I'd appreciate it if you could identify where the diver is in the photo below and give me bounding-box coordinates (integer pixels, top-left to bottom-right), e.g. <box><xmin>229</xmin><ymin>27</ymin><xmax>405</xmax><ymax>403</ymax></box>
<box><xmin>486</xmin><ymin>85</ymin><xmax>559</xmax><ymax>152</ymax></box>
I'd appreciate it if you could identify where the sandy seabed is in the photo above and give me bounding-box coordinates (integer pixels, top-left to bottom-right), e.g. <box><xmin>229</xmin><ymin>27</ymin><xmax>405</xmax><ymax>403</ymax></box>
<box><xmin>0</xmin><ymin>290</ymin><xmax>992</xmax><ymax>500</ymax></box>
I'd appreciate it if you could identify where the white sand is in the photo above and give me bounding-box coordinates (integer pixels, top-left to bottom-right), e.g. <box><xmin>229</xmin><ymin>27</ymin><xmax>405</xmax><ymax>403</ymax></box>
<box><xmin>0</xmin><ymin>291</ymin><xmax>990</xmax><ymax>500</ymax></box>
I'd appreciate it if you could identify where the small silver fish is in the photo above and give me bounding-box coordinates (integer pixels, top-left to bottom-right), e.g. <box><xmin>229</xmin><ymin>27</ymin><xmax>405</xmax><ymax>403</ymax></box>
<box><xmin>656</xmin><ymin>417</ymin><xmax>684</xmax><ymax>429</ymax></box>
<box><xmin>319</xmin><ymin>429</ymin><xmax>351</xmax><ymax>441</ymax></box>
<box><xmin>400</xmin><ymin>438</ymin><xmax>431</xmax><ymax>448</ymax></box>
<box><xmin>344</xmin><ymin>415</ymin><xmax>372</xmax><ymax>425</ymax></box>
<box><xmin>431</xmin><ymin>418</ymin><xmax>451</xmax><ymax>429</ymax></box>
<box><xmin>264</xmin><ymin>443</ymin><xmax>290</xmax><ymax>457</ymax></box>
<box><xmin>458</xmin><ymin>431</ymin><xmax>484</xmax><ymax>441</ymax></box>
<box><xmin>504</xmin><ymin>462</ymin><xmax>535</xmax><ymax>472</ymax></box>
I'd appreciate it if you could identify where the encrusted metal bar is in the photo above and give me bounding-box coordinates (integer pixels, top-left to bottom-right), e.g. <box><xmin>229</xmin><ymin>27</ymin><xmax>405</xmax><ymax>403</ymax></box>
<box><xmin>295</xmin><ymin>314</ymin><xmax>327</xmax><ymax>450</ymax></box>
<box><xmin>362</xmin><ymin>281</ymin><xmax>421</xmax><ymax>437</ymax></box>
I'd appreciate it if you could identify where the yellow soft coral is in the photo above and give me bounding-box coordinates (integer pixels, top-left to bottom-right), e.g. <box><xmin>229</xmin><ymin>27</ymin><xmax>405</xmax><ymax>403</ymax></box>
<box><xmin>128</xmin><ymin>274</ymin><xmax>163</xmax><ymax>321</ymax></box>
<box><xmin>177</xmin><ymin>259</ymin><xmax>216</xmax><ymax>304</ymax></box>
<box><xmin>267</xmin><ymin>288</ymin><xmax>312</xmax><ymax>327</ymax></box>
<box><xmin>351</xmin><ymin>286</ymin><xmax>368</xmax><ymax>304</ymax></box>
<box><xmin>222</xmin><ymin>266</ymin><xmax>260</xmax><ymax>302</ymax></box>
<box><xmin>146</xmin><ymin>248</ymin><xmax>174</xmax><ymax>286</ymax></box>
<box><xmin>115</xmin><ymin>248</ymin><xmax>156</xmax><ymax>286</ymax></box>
•••••
• GIVEN TASK: Output the rows above as a two-column CSV with the header input,output. Give one line per row of text, with its full answer under output, each field in double quotes and any line breaks turned into spaces.

• COMPLETE ANSWER:
input,output
"I'd appreciate it if you could identify where the diver is in the photo below and give me bounding-box coordinates (integer pixels, top-left to bottom-right), e.g. <box><xmin>229</xmin><ymin>27</ymin><xmax>405</xmax><ymax>403</ymax></box>","<box><xmin>486</xmin><ymin>85</ymin><xmax>559</xmax><ymax>152</ymax></box>"
"I'd appreciate it if you could identify where the sandy seabed is in the photo above and give me bounding-box coordinates (integer pixels, top-left to bottom-right), e.g. <box><xmin>229</xmin><ymin>27</ymin><xmax>405</xmax><ymax>403</ymax></box>","<box><xmin>0</xmin><ymin>290</ymin><xmax>992</xmax><ymax>500</ymax></box>"
"I'd appreciate it if you could identify where the white sand is in the photo above and give me bounding-box coordinates (integer pixels, top-left to bottom-right), e.g. <box><xmin>229</xmin><ymin>27</ymin><xmax>405</xmax><ymax>403</ymax></box>","<box><xmin>0</xmin><ymin>291</ymin><xmax>990</xmax><ymax>500</ymax></box>"
"I'd appreciate it if you could identify where the small silver fish is in the photo above and give me bounding-box coordinates (integer pixels, top-left to bottom-right), e.g. <box><xmin>229</xmin><ymin>27</ymin><xmax>405</xmax><ymax>403</ymax></box>","<box><xmin>656</xmin><ymin>417</ymin><xmax>684</xmax><ymax>429</ymax></box> <box><xmin>319</xmin><ymin>429</ymin><xmax>351</xmax><ymax>441</ymax></box> <box><xmin>400</xmin><ymin>438</ymin><xmax>431</xmax><ymax>448</ymax></box> <box><xmin>344</xmin><ymin>415</ymin><xmax>372</xmax><ymax>425</ymax></box> <box><xmin>431</xmin><ymin>418</ymin><xmax>451</xmax><ymax>429</ymax></box> <box><xmin>264</xmin><ymin>443</ymin><xmax>290</xmax><ymax>457</ymax></box> <box><xmin>458</xmin><ymin>431</ymin><xmax>484</xmax><ymax>441</ymax></box> <box><xmin>504</xmin><ymin>462</ymin><xmax>535</xmax><ymax>472</ymax></box>"
"I'd appreciate it if you could identify where the encrusted metal bar is in the photo above and give me bounding-box coordinates (integer pixels, top-left to bottom-right), e.g. <box><xmin>229</xmin><ymin>27</ymin><xmax>405</xmax><ymax>403</ymax></box>","<box><xmin>295</xmin><ymin>314</ymin><xmax>327</xmax><ymax>450</ymax></box> <box><xmin>362</xmin><ymin>281</ymin><xmax>421</xmax><ymax>437</ymax></box>"
"I'd appreciate it if you could identify where the yellow soft coral is in the photo above and give me bounding-box coordinates (integer pixels, top-left to bottom-right), e.g. <box><xmin>229</xmin><ymin>27</ymin><xmax>405</xmax><ymax>403</ymax></box>","<box><xmin>128</xmin><ymin>274</ymin><xmax>163</xmax><ymax>321</ymax></box> <box><xmin>177</xmin><ymin>259</ymin><xmax>216</xmax><ymax>304</ymax></box> <box><xmin>267</xmin><ymin>288</ymin><xmax>312</xmax><ymax>327</ymax></box> <box><xmin>351</xmin><ymin>286</ymin><xmax>368</xmax><ymax>304</ymax></box> <box><xmin>222</xmin><ymin>266</ymin><xmax>260</xmax><ymax>302</ymax></box> <box><xmin>146</xmin><ymin>248</ymin><xmax>174</xmax><ymax>286</ymax></box> <box><xmin>115</xmin><ymin>248</ymin><xmax>156</xmax><ymax>286</ymax></box>"